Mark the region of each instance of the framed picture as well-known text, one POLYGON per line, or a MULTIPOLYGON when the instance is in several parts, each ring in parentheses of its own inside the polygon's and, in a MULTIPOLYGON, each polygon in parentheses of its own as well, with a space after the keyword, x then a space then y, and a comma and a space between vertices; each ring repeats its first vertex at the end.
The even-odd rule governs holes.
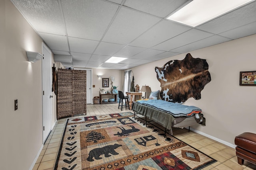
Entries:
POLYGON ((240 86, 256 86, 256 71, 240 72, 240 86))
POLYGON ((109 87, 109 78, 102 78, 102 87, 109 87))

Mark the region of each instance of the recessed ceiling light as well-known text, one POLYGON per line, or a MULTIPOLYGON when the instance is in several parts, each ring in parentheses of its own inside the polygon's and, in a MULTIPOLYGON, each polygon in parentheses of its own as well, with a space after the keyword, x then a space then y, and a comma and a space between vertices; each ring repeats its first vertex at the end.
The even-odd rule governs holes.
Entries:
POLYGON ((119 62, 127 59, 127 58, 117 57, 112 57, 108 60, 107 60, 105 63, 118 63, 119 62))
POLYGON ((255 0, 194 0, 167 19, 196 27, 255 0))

==

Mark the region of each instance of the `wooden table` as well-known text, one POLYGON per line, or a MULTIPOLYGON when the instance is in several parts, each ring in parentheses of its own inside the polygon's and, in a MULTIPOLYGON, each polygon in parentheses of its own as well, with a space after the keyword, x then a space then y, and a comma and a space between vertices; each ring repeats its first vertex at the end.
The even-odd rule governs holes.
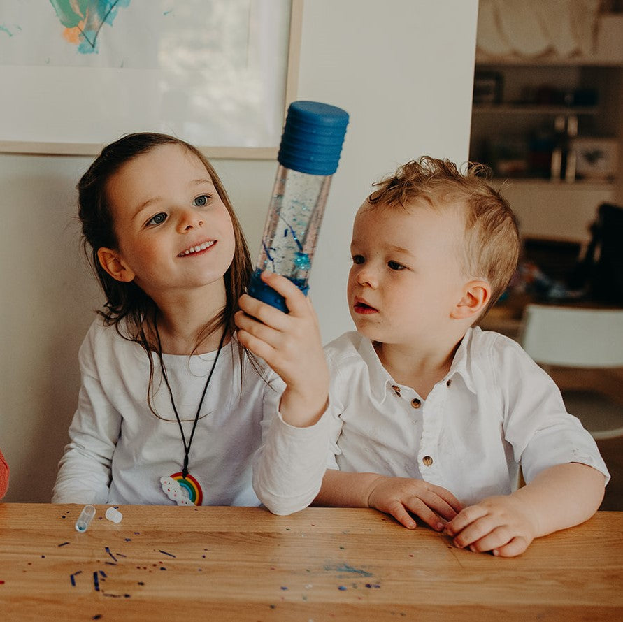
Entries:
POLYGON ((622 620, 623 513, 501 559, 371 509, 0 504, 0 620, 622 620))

*Directions for this task*:
Reproduce the rows from the line with "Mark the region of each instance of the framed" up to and including the line with "POLYGON ((255 0, 194", swapping "recessed ceiling light" for "ceiling lamp" and keeping everything else the same. Leave the pictures out.

*The completed task*:
Mark the region of each instance of the framed picture as well-known text, one POLYGON per line, or a MULTIPOLYGON when the instance is in several parts, each ring in parentheses of its own inside the polygon's and, in a MULTIPOLYGON, each polygon in parentheses of its own as well, with a space after the keyword, x then a space then y, and a comma and a space between vertices; each ring repeats its first vertex at the end.
The even-odd rule governs holes.
Entries:
POLYGON ((240 86, 256 86, 256 71, 240 72, 240 86))
POLYGON ((109 87, 109 78, 102 78, 102 87, 109 87))

Mark the region of each instance of the ceiling lamp as well-known text, one POLYGON per line, or a MULTIPOLYGON when the instance is in several parts, each ring in parentheses of its own inside the polygon's and, in a MULTIPOLYGON, each polygon in parentheses of its own as well, with a space after the keyword, x then a space then y, and a comma and a space between vertices; each ring repeats its first vertex at the end.
The even-odd rule governs holes.
Entries:
POLYGON ((119 62, 127 59, 127 58, 117 57, 112 57, 108 60, 107 60, 105 63, 118 63, 119 62))
POLYGON ((255 0, 194 0, 167 19, 196 27, 255 0))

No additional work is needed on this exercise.